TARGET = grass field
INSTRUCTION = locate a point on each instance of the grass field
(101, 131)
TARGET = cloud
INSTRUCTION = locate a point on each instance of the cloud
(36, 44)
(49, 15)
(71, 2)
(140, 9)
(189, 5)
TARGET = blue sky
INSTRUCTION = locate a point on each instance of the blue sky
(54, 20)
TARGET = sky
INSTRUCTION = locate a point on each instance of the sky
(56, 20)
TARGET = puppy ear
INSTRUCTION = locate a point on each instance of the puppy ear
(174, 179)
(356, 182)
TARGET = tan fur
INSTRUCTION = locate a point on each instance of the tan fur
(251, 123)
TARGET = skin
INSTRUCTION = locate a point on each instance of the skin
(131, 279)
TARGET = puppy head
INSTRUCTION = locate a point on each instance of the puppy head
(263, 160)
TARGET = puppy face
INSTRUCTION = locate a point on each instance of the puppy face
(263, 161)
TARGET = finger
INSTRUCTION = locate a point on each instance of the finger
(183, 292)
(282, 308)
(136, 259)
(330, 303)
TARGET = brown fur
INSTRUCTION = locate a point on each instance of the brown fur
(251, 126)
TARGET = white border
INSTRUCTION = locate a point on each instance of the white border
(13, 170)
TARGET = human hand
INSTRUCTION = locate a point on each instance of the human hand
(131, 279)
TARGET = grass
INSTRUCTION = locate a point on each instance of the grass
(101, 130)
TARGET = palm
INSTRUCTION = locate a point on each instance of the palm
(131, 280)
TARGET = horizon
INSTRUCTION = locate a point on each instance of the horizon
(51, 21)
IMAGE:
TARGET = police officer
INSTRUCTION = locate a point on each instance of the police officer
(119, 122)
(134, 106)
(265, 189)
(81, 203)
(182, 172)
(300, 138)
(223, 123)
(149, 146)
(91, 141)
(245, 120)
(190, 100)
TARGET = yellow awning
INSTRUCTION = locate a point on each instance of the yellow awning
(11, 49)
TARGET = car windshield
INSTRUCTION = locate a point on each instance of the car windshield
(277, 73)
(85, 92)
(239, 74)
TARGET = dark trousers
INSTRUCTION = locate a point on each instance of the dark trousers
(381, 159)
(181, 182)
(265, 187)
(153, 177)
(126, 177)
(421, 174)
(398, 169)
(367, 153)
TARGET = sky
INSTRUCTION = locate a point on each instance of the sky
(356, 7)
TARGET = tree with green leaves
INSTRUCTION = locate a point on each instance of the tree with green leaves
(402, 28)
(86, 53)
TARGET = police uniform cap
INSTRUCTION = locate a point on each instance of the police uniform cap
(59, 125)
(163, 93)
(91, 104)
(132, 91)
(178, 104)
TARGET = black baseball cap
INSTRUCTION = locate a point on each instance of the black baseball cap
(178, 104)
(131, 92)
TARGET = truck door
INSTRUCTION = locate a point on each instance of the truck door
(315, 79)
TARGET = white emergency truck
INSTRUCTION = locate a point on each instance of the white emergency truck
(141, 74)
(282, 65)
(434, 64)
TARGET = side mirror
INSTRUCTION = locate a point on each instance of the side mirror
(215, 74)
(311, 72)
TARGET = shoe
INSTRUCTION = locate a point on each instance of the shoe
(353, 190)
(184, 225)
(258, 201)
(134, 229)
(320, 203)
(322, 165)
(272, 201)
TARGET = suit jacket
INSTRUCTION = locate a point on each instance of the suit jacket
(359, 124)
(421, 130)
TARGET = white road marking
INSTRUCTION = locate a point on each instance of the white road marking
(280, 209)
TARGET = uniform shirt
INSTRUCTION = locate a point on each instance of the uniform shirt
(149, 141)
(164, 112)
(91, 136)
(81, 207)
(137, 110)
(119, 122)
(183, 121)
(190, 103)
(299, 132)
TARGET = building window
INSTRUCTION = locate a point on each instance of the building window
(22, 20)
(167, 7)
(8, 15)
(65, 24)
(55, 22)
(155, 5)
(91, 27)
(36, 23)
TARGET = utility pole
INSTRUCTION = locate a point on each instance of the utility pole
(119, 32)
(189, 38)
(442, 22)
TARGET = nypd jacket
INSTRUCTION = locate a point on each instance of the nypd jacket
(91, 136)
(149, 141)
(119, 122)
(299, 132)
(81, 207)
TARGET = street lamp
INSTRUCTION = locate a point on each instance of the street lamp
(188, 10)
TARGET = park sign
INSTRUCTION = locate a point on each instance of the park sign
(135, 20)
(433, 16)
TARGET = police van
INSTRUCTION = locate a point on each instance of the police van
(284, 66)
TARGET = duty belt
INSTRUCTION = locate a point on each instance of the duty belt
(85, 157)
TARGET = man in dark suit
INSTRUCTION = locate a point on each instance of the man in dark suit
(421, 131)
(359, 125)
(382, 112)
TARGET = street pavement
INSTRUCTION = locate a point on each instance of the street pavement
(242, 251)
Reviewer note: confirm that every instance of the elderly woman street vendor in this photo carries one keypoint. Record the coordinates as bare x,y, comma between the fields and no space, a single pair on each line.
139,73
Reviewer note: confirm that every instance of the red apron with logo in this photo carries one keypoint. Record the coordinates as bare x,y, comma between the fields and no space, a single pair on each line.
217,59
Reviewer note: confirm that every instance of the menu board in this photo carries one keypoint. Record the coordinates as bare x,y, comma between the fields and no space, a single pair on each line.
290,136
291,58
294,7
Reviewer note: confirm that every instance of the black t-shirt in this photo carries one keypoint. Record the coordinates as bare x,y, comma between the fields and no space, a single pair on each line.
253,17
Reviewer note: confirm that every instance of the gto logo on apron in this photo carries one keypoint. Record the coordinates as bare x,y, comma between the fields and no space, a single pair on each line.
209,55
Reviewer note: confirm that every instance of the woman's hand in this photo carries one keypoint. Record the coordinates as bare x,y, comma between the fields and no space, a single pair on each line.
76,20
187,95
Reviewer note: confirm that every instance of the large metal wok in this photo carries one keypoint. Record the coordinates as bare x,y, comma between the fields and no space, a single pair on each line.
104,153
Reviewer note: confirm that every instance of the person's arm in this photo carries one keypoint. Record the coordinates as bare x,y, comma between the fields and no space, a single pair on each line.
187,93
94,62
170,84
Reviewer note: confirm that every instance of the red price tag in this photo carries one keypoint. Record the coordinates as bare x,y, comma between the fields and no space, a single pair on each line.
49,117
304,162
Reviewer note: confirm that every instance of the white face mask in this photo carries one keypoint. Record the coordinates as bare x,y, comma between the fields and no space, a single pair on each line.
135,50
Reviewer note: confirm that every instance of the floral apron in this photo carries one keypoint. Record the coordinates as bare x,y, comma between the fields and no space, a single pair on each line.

# WHAT TO WORK ON
Output all of the data again, exactly.

# RESULT OF THIS TASK
TARGET = grass field
INSTRUCTION = locate a point on each instance of the grass field
(101, 131)
TARGET = cloud
INSTRUCTION = locate a point on each instance of the cloud
(36, 44)
(49, 15)
(71, 2)
(140, 9)
(189, 5)
TARGET = blue sky
INSTRUCTION = locate a point on each instance of the blue sky
(54, 20)
TARGET = sky
INSTRUCTION = locate a point on each instance of the sky
(56, 20)
TARGET = puppy ear
INSTRUCTION = locate a point on each instance of the puppy ear
(174, 179)
(356, 182)
TARGET = tan fur
INSTRUCTION = locate a point on each instance of the tan fur
(251, 123)
TARGET = skin
INSTRUCTION = locate a point on each instance of the skin
(131, 279)
TARGET = puppy head
INSTRUCTION = locate a point on each instance of the puppy head
(263, 160)
TARGET = puppy face
INSTRUCTION = locate a point on each instance of the puppy face
(263, 161)
TARGET = finger
INSTRUCTION = locate a point on each instance of the finger
(183, 292)
(282, 308)
(136, 259)
(330, 303)
TARGET = brown fur
INSTRUCTION = locate a point on each instance of the brown fur
(251, 126)
TARGET = white border
INSTRUCTION = locate a point on each instance of the white border
(13, 170)
TARGET = human hand
INSTRUCTION = locate a point on each instance of the human hand
(131, 279)
TARGET = grass
INSTRUCTION = locate a point on each instance of the grass
(101, 130)
TARGET = palm
INSTRUCTION = locate a point on each instance of the palm
(131, 280)
TARGET = horizon
INSTRUCTION = locate a point on each instance of the horizon
(51, 21)
IMAGE:
TARGET = police officer
INSTRUCTION = locate a point on each instance of the police officer
(119, 122)
(134, 106)
(265, 189)
(81, 203)
(182, 172)
(300, 138)
(223, 123)
(149, 146)
(91, 141)
(245, 120)
(190, 100)
TARGET = yellow awning
INSTRUCTION = locate a point on each instance of the yellow awning
(11, 49)
TARGET = car windshield
INSTRUCTION = locate a point on each instance of the car windshield
(277, 73)
(85, 92)
(239, 74)
TARGET = dark trousers
INSTRUCTION = locate a point on each instance of the dark trousers
(381, 159)
(181, 182)
(265, 187)
(153, 177)
(126, 177)
(421, 174)
(398, 169)
(367, 153)
TARGET = sky
INSTRUCTION = locate a point on each instance of the sky
(356, 7)
TARGET = tree with green leaves
INSTRUCTION = locate a point on each instance of the tree with green leaves
(402, 28)
(86, 53)
TARGET = police uniform cap
INSTRUCTION = locate a point on each instance of the police uniform cap
(59, 125)
(163, 93)
(91, 104)
(132, 91)
(178, 104)
TARGET = black baseball cap
INSTRUCTION = locate a point on each instance of the black baseball cap
(178, 104)
(131, 92)
TARGET = truck door
INSTRUCTION = locate a point on each instance of the truck door
(315, 79)
TARGET = white emergency truck
INSTRUCTION = locate a point on each instance of the white emergency truck
(141, 74)
(282, 65)
(434, 64)
TARGET = side mirror
INSTRUCTION = locate a point on each instance of the side mirror
(215, 74)
(311, 72)
TARGET = shoe
INSTRUCTION = locate a point on each instance of the shoe
(353, 190)
(184, 225)
(258, 201)
(134, 229)
(320, 203)
(322, 165)
(272, 201)
TARGET = suit jacket
INSTRUCTION = locate a point on each instance of the suit jacket
(359, 124)
(421, 130)
TARGET = white road marking
INSTRUCTION = locate a point on each instance of the white road marking
(280, 209)
TARGET = uniform shirt
INSTRUCTION = locate a point on each instance of the uniform shirt
(149, 141)
(164, 112)
(91, 136)
(81, 207)
(137, 110)
(119, 122)
(183, 121)
(190, 103)
(299, 132)
TARGET = building window
INSTRUCTION = locate a point on each instance of the building window
(22, 20)
(167, 7)
(8, 15)
(65, 24)
(55, 22)
(155, 5)
(91, 27)
(36, 23)
TARGET = utility pole
INSTRUCTION = locate a point on each instance of the utility pole
(119, 32)
(189, 38)
(442, 22)
TARGET = nypd jacket
INSTRUCTION = locate a point on each instance of the nypd jacket
(91, 136)
(149, 141)
(119, 122)
(299, 132)
(81, 207)
TARGET = street lamp
INSTRUCTION = locate a point on each instance of the street lamp
(188, 10)
TARGET = park sign
INSTRUCTION = locate a point on each instance of the park sign
(135, 20)
(433, 16)
TARGET = police van
INSTRUCTION = locate a point on each instance of the police van
(284, 66)
TARGET = duty belt
INSTRUCTION = locate a point on each instance of the duty belt
(85, 157)
TARGET = man in dark suit
INSTRUCTION = locate a point on each instance of the man in dark suit
(421, 131)
(359, 125)
(382, 112)
TARGET = street pavement
INSTRUCTION = locate a point on each instance of the street pavement
(242, 251)
Reviewer note: confirm that every instance of the elderly woman street vendor in this photo carries one keypoint. Record the coordinates as bare x,y, comma between the fields and no space, a single pair on each line.
139,73
Reviewer note: confirm that every instance of the red apron with logo in this photo carries one keypoint. Record the coordinates as bare x,y, comma between the fields and no space, a single pair on each line.
217,59
Reviewer note: confirm that every instance of the menu board in this photo carries one keypoint. Record the coordinates as bare x,y, comma between the fields and no space, a single pair on each line.
290,136
291,58
294,7
Reviewer note: confirm that every instance of the black t-shirt in this photo carries one keypoint. Record the coordinates as bare x,y, comma between the fields and no space, a single pair on each line.
253,17
Reviewer note: confirm that every instance of the gto logo on apron in this photo carries one keypoint. Record the coordinates as bare x,y, comma between the fields and no space, a single pair on each line.
209,55
Reviewer note: confirm that every instance of the woman's hand in this photo carries one keypoint. Record the coordinates as bare x,y, comma between the fields and no space, a single pair on each line.
76,20
187,95
Reviewer note: confirm that every instance of the large metal wok in this photo carries one keypoint. Record the coordinates as bare x,y, comma between the fields and no space, a single pair on each line.
104,153
Reviewer note: confirm that every instance of the person's arm in this photo carries one keypoint. Record the coordinates as bare x,y, comma between the fields and no space, a single pair on each line.
187,93
94,62
170,84
Reviewer note: confirm that every instance of the red price tag in this photo carries one keypoint. Record the coordinates as bare x,y, comma between the fields and no space, a single pair on each line.
49,117
304,162
Reviewer note: confirm that every instance of the white face mask in this photo carries one keypoint. Record the coordinates as bare x,y, comma between the fields and no space, a single pair on each line.
135,50
Reviewer note: confirm that every instance of the floral apron in this photo carries one keypoint. Record the coordinates as bare x,y, comma between the fields and no space, a single pair on each line.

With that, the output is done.